◆ DATA SUPPLIED ◆
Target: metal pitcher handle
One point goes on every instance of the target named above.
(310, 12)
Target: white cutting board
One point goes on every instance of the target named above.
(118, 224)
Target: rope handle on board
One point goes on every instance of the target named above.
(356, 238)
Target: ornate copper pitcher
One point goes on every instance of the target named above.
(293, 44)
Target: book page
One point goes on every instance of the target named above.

◆ TASK REQUIREMENTS ◆
Please swap "pitcher" for "jug" everywhere in the material above, and give the material again with nothing else changed.

◆ EXPECTED OUTPUT ◆
Target: metal jug handle
One point goes on every instance of the target named above.
(310, 12)
Target: white cutting board
One point goes on every instance of the target named above.
(118, 224)
Target: rope handle on board
One point goes on every instance of the target named above.
(356, 238)
Target: ornate copper jug
One point goes on every instance of the target named above.
(293, 44)
Target: book page
One point goes on every instance of the target named above.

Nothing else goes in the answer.